◆ EXERCISE 1:
In the Punjab National Bank article, what percentage of the loans to be refinanced comes from the steel sector?
◆ EXERCISE 2:
Please rewrite the passage of the Punjab National Bank article between "After having posted" and "loans is stressed.", inclusive, swapping "steel" for "metals".

◆ EXCERPT PROVIDED:
↓↓↓

After having posted a significant improvement in its asset quality, Punjab National Bank will be refinancing its stressed loans in Q2. In an interview to CNBC-TV18, executive director Ram Sangapure says the bank refinanced loans worth Rs 2500 crore in Q1 and will be refinancing more Rs 3000 crore worth loans in Q2.
In an interview to CNBC-TV18, Sangpure says of the loans to be refinanced, 70 percent are from steel sector and 30 from power. Indian steel industry has faced a double whammy of weaker prices and higher imports dumped from China.
PNB, India's fourth-largest state lender by assets, could take control of some of the most heavily indebted steel companies and sell them on as part of a restructuring. About a quarter of the bank's USD 4 billion portfolio of steel loans is stressed.
While Ananda Bhoumik, senior director, India Ratings believes recoveries may not see a pick-up this year, Sangpure is optimistic that the incremental slippages will reduce as the downtrend has already begun.
Below is the verbatim transcript of Ram Sangapure and Ananda Bhoumik’s interview with Latha Venkatesh and Sonia Shenoy on CNBC-TV18.

↑↑↑

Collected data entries
↓↓↓

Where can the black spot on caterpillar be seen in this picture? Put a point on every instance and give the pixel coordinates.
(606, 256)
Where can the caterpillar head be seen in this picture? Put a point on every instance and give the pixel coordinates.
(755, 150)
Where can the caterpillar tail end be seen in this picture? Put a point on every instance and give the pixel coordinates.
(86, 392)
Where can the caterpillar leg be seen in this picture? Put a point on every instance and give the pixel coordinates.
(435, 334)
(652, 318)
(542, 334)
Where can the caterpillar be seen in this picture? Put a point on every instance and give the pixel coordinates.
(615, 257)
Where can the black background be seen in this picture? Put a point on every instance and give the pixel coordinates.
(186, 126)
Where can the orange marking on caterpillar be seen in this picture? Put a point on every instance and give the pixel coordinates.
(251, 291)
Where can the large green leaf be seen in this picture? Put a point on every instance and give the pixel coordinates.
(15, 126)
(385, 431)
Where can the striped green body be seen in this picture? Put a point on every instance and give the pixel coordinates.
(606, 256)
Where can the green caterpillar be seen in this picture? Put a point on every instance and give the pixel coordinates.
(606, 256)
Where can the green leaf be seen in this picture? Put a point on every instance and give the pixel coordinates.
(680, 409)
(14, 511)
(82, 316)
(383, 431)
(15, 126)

↑↑↑

◆ TASK RESPONSE 1:
70 percent

◆ TASK RESPONSE 2:
After having posted a significant improvement in its asset quality, Punjab National Bank will be refinancing its stressed loans in Q2. In an interview to CNBC-TV18, executive director Ram Sangapure says the bank refinanced loans worth Rs 2500 crore in Q1 and will be refinancing more Rs 3000 crore worth loans in Q2.
In an interview to CNBC-TV18, Sangpure says of the loans to be refinanced, 70 percent are from metals sector and 30 from power. Indian metals industry has faced a double whammy of weaker prices and higher imports dumped from China.
PNB, India's fourth-largest state lender by assets, could take control of some of the most heavily indebted metals companies and sell them on as part of a restructuring. About a quarter of the bank's USD 4 billion portfolio of metals loans is stressed.